-- Given exercise --
Retype the rows below word for word, leaving out the pictures.

────

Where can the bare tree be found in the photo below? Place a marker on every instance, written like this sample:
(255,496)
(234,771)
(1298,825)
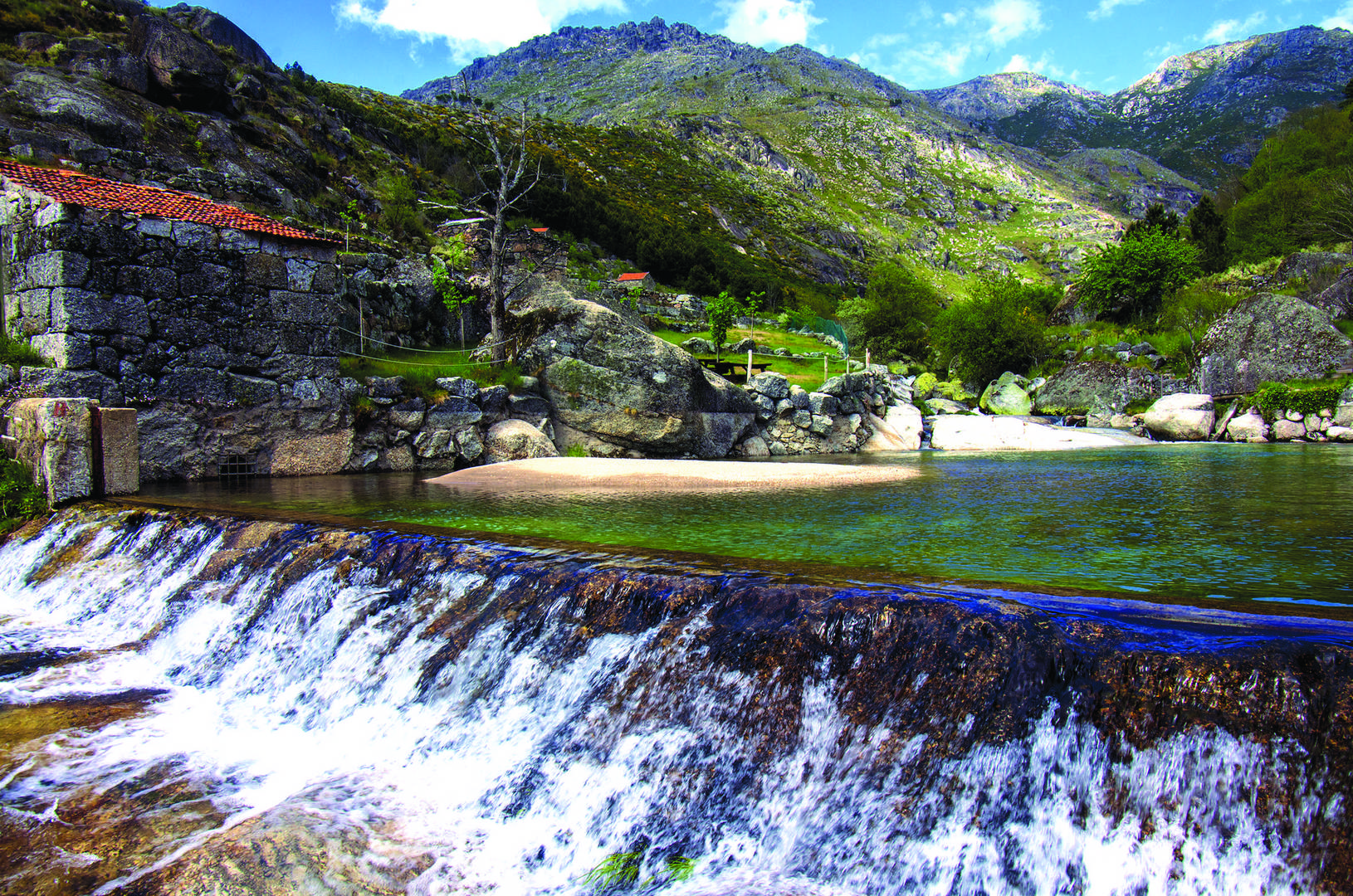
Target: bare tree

────

-- Exercise response --
Where can the bare tree be found in the photo below? Place a marker on every instance, written like this sample:
(255,496)
(234,771)
(1298,825)
Target: bare tree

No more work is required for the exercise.